Document passage -
⁂

Reputation: 79
As seen in the snippet, I have a Regex that should identify any empty lines. (I'm aware I can just do /n/n, but it doesn't suit my purposes). I've tested it in a word editor, and it picks up every new line when using the find tool. But in JS, I'm still getting the entire file. What am I missing, here?
const mockData = `This is some fake data
with multiple sentences
and line breaks`;
const newArr = mockData.split(/^\s*$/);
console.log(newArr[0]);
Upvotes: 0
Views: 47
Reputation: 29115
You have a multiline string but aren't using the m
(multiline) flag. Without it ^
and $
match the start/end of the entire string, so you'd only split if the entirety of the string was composed of whitespace:
//multiline - all whitespace
const mockData = `
`;
const newArr = mockData.split(/^\s*$/);
console.log(newArr);
Using the m
flag, the ^
and $
characters instead match start/end of each line. So now the regex works to split on lines that are either empty or composed of newline characters:
const mockData = `This is some fake data
with multiple sentences
and line breaks`;
const newArr = mockData.split(/^\s*$/m);
console.log(newArr);
If you intend to split at newlines and empty lines leaving no blanks, then you can eschew the ^
and $
characters entirely, since they are actually more trouble. The engine might do a split before a newline because that's the end of the line $
. So, instead of trying to get around that with more regex, just split on whitespace + a newline or newline + whitespace.
const mockData = `This is some fake data
with multiple sentences
and line breaks`;
const newArr = mockData.split(/\s*[\r\n]+|[\r\n]+\s*/);
console.log(newArr);
With this you don't need to use the multiline flag, since you never use the behaviour it introduces.
Also, I should note that [\r\n]+
is a slight cheat on my part. The end of line characters are either \r\n
or just \n
, you very likely will never encounter a simple \r
. However, the proper regex then is \r?\n
which I find ugly, especially if you try to repeat it - (\r?\n)+
. A character class is ever so slightly inaccurate yet in a way that should never have any effect on accuracy.
Upvotes: 1
Reputation: 178422
Using the multiline flag works better
const newArr = mockData.split(/\s*$/m);
Take your pick
const re1 = /^\s*|\s*$/m
const re2 = /^\s*$/m
const re3 = /\s*$/m
const mockData = `This is some fake data
with multiple sentences
and line breaks`;
const newArr1 = mockData.split(re1);
console.log(JSON.stringify(newArr1))
const newArr2 = mockData.split(re2);
console.log(JSON.stringify(newArr2))
const newArr3 = mockData.split(re3);
console.log(JSON.stringify(newArr3))
Upvotes: 0

⁂

Supplied data -
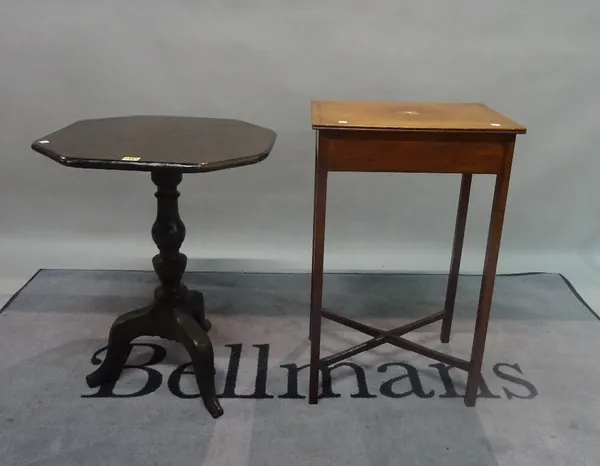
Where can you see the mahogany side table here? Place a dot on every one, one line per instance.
(167, 147)
(460, 138)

⁂

What is required - Reproduce the portion of the regex thread starting at "Also, I should" and ending at "effect on accuracy.". The listing is not needed for this exercise.

Solved problem -
Also, I should note that [\r\n]+
is a slight cheat on my part. The end of line characters are either \r\n
or just \n
, you very likely will never encounter a simple \r
. However, the proper regex then is \r?\n
which I find ugly, especially if you try to repeat it - (\r?\n)+
. A character class is ever so slightly inaccurate yet in a way that should never have any effect on accuracy.